### SHORT PROBLEM
Update the records below by changing each "Detection result" to "Boxes found" and leaving everything else as it is.

### TASK INPUTS
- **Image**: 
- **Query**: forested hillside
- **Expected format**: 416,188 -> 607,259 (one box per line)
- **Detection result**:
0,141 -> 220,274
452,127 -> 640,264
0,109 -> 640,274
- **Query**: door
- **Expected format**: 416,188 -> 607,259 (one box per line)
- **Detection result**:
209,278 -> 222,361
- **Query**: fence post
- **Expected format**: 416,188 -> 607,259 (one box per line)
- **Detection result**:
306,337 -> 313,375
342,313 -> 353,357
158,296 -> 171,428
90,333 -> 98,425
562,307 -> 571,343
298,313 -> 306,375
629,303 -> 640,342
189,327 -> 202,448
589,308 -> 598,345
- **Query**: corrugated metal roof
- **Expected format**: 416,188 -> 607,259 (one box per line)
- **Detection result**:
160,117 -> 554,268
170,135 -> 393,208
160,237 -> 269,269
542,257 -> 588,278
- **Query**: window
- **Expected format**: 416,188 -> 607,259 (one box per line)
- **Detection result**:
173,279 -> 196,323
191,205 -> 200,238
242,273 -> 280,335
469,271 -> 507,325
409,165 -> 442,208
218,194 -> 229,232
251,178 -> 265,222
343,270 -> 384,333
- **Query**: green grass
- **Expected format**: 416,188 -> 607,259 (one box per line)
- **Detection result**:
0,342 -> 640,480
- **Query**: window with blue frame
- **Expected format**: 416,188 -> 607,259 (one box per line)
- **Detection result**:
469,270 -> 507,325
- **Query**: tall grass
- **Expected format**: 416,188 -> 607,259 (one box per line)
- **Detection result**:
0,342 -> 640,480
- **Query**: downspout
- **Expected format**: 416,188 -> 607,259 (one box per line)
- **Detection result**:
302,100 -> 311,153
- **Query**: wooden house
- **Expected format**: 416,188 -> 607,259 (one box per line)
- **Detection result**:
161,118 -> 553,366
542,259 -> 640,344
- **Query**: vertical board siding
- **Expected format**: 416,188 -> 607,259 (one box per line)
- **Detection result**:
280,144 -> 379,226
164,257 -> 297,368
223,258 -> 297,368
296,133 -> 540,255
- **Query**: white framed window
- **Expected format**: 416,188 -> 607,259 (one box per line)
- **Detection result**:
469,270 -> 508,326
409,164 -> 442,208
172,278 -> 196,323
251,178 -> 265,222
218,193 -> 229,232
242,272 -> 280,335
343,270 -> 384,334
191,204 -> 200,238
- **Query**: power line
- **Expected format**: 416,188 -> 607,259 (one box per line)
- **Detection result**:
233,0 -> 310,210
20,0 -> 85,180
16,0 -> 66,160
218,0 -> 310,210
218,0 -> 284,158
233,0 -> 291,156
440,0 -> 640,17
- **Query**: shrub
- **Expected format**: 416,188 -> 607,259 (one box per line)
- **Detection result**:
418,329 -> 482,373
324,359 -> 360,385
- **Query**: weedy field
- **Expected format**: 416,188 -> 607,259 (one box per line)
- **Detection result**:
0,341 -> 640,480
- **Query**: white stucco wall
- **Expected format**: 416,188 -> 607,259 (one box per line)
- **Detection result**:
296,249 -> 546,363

### COMPLETE OUTPUT
- **Image**: 
- **Query**: forested hillside
- **Expected format**: 416,188 -> 607,259 (one box per line)
- **Boxes found**:
0,141 -> 220,274
452,127 -> 640,264
0,109 -> 640,274
- **Query**: door
- **Expected format**: 416,188 -> 607,259 (one box per line)
- **Boxes found**:
209,278 -> 222,361
- **Query**: fence post
- **Expected format**: 416,188 -> 607,259 (one box per line)
- **Boxes found**:
306,337 -> 313,375
342,313 -> 353,357
158,296 -> 171,428
90,333 -> 98,425
562,307 -> 571,343
298,313 -> 306,375
629,303 -> 640,342
189,327 -> 202,448
589,308 -> 598,345
- **Query**: corrugated metal roof
- **Expected format**: 416,188 -> 607,259 (one box per line)
- **Boxes found**:
160,117 -> 554,268
170,135 -> 393,208
160,237 -> 269,269
542,257 -> 588,278
- **Query**: window
- **Expected format**: 416,188 -> 607,259 (one box per line)
- **Boxes found**:
173,279 -> 196,323
191,205 -> 200,238
242,273 -> 280,335
469,271 -> 507,325
409,165 -> 442,208
218,194 -> 229,232
251,178 -> 265,222
343,270 -> 384,333
- **Query**: green grass
- **Expected format**: 416,188 -> 607,259 (one box per line)
- **Boxes found**:
0,342 -> 640,480
- **Query**: window with blue frame
- **Expected format**: 416,188 -> 607,259 (one box per line)
- **Boxes found**:
469,270 -> 507,325
- **Query**: tall grass
- **Expected format**: 416,188 -> 607,259 (one box per line)
- **Boxes found**:
0,342 -> 640,480
- **Query**: downspout
- **Expected format**: 416,188 -> 607,259 (one box per line)
- **Boxes found**:
302,100 -> 311,153
- **Query**: wooden house
- **Expected format**: 416,188 -> 607,259 (one box per line)
- **Boxes found**:
161,118 -> 553,366
542,259 -> 640,344
- **Query**: vertical board siding
- **Expected format**: 416,188 -> 607,259 (one box per line)
- **Boxes found**:
280,144 -> 379,226
164,257 -> 297,368
223,258 -> 297,368
296,133 -> 540,255
- **Query**: white framed window
- **Expected format**: 416,188 -> 607,259 (one box per line)
- **Boxes found**:
469,270 -> 508,326
409,164 -> 442,208
172,278 -> 196,323
251,178 -> 265,222
218,193 -> 229,232
242,272 -> 280,335
343,270 -> 384,334
191,204 -> 200,238
- **Query**: power line
- **Expected format**: 416,188 -> 607,259 (one box per line)
- **Boxes found**:
233,0 -> 310,210
20,0 -> 85,180
16,0 -> 66,160
218,0 -> 310,210
218,0 -> 284,158
233,0 -> 291,156
440,0 -> 640,17
- **Query**: shrub
- **Expected format**: 416,188 -> 607,259 (one box per line)
- **Boxes found**:
418,329 -> 482,373
324,359 -> 360,385
- **Query**: weedy field
- **Expected format**: 416,188 -> 607,259 (one box per line)
- **Boxes found**:
0,341 -> 640,480
- **Query**: white stucco wall
- **Expected format**: 416,188 -> 607,259 (one box per line)
- **Boxes found**:
296,249 -> 546,363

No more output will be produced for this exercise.